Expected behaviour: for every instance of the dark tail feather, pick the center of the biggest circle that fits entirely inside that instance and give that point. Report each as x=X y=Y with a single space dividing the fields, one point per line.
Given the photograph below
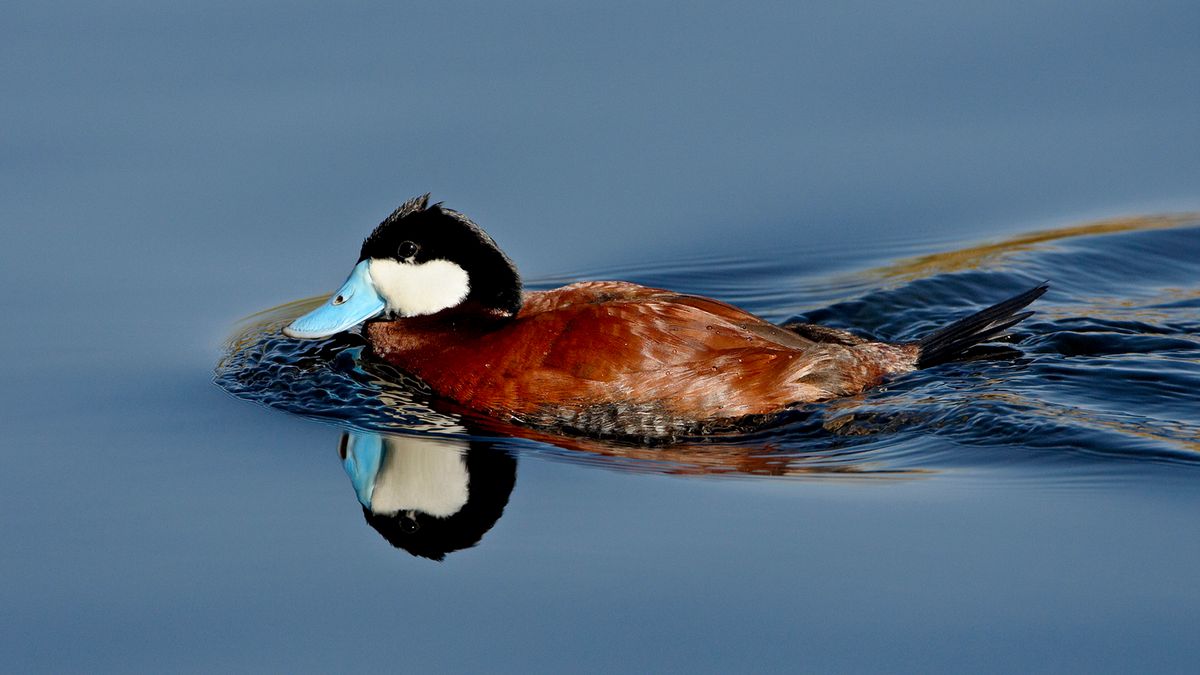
x=952 y=341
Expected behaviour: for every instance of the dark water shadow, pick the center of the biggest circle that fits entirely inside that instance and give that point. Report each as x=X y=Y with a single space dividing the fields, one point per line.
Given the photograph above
x=1104 y=381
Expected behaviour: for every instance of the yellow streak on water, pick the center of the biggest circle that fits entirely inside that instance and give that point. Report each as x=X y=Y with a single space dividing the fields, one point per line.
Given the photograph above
x=987 y=255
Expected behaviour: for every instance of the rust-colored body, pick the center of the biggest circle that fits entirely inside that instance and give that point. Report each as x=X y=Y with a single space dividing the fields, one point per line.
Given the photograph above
x=625 y=359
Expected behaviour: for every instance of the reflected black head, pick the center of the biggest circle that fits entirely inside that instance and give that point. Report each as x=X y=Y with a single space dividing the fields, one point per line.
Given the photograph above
x=418 y=233
x=492 y=475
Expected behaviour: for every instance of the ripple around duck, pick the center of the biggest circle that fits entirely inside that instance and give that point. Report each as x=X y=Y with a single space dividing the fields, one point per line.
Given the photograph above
x=1109 y=371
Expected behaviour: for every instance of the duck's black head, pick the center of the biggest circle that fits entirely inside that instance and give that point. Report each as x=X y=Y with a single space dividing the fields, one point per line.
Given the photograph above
x=429 y=496
x=419 y=261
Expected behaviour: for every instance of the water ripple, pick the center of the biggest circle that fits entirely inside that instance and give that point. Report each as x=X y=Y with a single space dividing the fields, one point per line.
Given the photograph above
x=1108 y=380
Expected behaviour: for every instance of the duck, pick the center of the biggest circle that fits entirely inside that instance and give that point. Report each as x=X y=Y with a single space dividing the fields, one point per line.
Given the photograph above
x=438 y=299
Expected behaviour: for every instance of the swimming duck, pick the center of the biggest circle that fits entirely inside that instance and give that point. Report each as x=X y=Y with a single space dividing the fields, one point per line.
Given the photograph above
x=610 y=358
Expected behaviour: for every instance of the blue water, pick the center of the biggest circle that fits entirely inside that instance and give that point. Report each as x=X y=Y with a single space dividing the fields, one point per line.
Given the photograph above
x=168 y=171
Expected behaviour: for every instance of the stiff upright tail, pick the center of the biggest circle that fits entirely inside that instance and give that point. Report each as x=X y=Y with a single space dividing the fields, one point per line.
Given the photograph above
x=952 y=341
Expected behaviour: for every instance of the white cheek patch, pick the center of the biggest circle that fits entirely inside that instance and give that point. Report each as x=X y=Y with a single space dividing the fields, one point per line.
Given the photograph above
x=421 y=475
x=419 y=288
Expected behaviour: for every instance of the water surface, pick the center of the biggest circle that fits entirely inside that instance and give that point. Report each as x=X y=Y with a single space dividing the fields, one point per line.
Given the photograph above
x=168 y=168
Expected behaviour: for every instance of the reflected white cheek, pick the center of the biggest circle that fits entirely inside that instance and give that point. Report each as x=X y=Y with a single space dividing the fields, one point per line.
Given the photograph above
x=421 y=288
x=425 y=476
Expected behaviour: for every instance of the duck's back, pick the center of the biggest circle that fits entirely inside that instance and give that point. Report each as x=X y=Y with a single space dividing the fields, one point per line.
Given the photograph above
x=621 y=358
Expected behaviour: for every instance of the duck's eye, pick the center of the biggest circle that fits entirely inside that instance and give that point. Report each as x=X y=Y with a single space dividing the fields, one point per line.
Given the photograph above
x=406 y=250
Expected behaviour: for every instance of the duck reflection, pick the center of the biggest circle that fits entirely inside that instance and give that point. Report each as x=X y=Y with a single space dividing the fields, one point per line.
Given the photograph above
x=427 y=496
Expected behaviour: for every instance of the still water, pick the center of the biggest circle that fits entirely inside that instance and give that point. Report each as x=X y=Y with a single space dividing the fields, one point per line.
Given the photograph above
x=169 y=171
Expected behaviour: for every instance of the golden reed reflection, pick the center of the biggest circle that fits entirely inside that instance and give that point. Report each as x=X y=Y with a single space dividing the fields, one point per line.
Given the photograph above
x=985 y=255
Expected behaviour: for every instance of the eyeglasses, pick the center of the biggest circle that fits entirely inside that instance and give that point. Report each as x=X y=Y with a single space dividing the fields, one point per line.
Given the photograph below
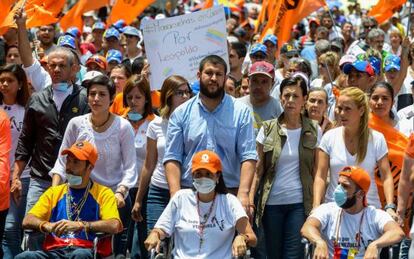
x=183 y=93
x=259 y=56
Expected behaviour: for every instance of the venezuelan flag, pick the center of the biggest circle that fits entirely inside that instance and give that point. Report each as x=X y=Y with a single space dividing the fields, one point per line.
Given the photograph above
x=345 y=253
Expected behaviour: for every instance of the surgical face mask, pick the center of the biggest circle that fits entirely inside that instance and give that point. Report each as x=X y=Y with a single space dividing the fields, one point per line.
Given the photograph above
x=134 y=116
x=342 y=199
x=204 y=185
x=61 y=87
x=73 y=180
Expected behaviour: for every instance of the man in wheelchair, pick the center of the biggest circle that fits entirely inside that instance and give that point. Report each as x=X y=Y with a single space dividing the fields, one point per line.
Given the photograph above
x=348 y=228
x=71 y=214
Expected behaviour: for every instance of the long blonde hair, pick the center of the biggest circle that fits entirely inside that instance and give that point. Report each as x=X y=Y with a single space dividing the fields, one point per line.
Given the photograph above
x=361 y=100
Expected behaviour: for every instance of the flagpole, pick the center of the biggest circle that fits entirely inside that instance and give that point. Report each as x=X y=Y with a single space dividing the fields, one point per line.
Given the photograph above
x=409 y=18
x=333 y=21
x=35 y=34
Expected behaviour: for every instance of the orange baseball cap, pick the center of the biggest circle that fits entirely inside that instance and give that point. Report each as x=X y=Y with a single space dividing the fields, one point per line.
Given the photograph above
x=208 y=160
x=358 y=175
x=83 y=150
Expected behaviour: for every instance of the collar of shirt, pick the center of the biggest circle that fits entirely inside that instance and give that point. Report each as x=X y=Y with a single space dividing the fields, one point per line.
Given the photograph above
x=222 y=103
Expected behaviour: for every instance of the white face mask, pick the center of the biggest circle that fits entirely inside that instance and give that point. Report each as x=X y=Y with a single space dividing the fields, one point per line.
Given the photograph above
x=74 y=180
x=204 y=185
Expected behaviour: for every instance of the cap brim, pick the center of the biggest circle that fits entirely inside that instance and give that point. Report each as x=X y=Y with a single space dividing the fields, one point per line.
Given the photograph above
x=392 y=66
x=261 y=73
x=75 y=153
x=208 y=168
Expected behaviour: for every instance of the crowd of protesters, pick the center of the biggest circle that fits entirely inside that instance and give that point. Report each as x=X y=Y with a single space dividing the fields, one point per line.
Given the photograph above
x=311 y=139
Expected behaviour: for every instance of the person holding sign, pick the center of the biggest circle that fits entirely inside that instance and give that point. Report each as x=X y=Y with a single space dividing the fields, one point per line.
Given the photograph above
x=212 y=120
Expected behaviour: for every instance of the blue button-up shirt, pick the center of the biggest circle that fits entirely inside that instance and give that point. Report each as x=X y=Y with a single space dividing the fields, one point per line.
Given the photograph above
x=228 y=131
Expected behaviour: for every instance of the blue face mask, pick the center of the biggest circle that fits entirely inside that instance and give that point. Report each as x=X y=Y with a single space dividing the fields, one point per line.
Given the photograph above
x=61 y=87
x=74 y=180
x=340 y=195
x=134 y=116
x=342 y=199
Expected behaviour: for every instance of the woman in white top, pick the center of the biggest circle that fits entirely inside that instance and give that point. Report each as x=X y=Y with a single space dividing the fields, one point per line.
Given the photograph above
x=353 y=144
x=203 y=221
x=137 y=102
x=14 y=95
x=114 y=138
x=175 y=91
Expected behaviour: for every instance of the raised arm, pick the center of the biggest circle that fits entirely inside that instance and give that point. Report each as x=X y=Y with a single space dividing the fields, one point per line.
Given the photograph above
x=24 y=44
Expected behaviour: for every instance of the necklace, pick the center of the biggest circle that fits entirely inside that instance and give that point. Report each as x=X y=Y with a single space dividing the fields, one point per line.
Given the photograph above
x=203 y=220
x=96 y=127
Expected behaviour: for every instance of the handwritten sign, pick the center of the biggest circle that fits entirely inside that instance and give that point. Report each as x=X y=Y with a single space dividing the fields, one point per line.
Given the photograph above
x=176 y=45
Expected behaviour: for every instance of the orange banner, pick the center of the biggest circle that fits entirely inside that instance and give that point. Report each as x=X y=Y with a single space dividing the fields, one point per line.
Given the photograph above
x=385 y=9
x=128 y=10
x=74 y=16
x=286 y=14
x=396 y=143
x=39 y=12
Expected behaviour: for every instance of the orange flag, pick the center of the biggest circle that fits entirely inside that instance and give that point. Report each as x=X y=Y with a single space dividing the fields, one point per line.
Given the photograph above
x=39 y=12
x=384 y=9
x=208 y=4
x=6 y=6
x=128 y=10
x=74 y=16
x=396 y=143
x=286 y=14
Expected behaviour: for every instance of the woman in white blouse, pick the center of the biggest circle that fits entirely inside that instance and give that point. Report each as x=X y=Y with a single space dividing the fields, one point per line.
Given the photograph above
x=203 y=221
x=114 y=138
x=175 y=91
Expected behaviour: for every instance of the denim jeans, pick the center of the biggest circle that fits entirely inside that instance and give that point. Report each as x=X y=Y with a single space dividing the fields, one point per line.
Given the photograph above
x=140 y=234
x=158 y=199
x=12 y=238
x=281 y=225
x=120 y=239
x=67 y=252
x=36 y=188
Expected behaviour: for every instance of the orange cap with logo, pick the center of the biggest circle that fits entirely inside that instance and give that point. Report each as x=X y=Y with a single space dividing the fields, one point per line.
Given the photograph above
x=358 y=175
x=83 y=150
x=208 y=160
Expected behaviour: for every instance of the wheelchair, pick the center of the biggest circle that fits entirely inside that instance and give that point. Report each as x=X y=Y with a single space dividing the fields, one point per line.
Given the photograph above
x=99 y=237
x=166 y=247
x=309 y=247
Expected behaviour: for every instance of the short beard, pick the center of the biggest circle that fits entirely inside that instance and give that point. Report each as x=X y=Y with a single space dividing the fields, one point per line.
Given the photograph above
x=212 y=95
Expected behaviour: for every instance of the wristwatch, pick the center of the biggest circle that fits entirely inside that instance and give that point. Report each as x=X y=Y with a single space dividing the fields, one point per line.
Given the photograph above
x=390 y=206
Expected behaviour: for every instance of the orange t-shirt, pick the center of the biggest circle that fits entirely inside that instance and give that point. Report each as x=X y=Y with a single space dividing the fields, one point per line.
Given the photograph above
x=118 y=108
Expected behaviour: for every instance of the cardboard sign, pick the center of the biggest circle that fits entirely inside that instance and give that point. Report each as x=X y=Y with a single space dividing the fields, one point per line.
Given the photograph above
x=176 y=45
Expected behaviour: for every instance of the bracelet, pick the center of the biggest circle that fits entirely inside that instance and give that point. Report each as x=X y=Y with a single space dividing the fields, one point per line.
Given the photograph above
x=123 y=196
x=245 y=236
x=390 y=206
x=156 y=232
x=41 y=226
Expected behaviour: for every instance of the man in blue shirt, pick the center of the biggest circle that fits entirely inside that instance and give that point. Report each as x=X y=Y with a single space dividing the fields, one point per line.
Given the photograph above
x=212 y=120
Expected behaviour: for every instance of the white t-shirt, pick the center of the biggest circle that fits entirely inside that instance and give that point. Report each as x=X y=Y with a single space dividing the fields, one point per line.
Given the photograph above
x=372 y=227
x=333 y=145
x=287 y=186
x=180 y=218
x=116 y=160
x=157 y=130
x=16 y=116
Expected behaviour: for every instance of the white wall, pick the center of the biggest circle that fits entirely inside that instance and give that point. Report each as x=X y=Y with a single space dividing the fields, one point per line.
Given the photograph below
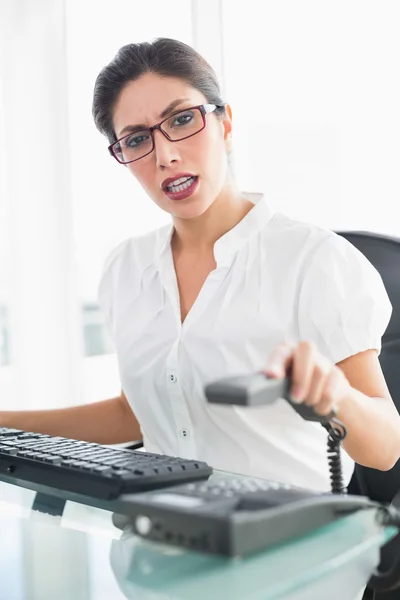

•••••

_Task to complete:_
If a line in the records above includes the string "ripple", copy it.

_Task solution:_
Expected behaviour: for every instance of the ripple around duck, pick the center of the biggest circle that fits entirely inside that instance and give that point. Report each as x=X y=Y with a single space dividing the fields, one point per line.
Expected behaviour: for every instance of the water ripple, pick the center of the biggest circle that fits entirely inside that instance and give that point. Report each as x=X y=Y with a single space dividing the fields, one point per line.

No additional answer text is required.